--- Begin Input data ---

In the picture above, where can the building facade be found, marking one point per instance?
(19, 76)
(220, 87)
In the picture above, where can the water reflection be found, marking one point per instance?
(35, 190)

--- End Input data ---

Exercise prompt:
Copy the lines from the one that contains "In the picture above, where can the water" through the end of the records, requests included. Multiply every point coordinate by 0.6 and round each result to a whole number, rounding halves up.

The response:
In the picture above, where can the water reflection be found, marking one point per instance?
(21, 114)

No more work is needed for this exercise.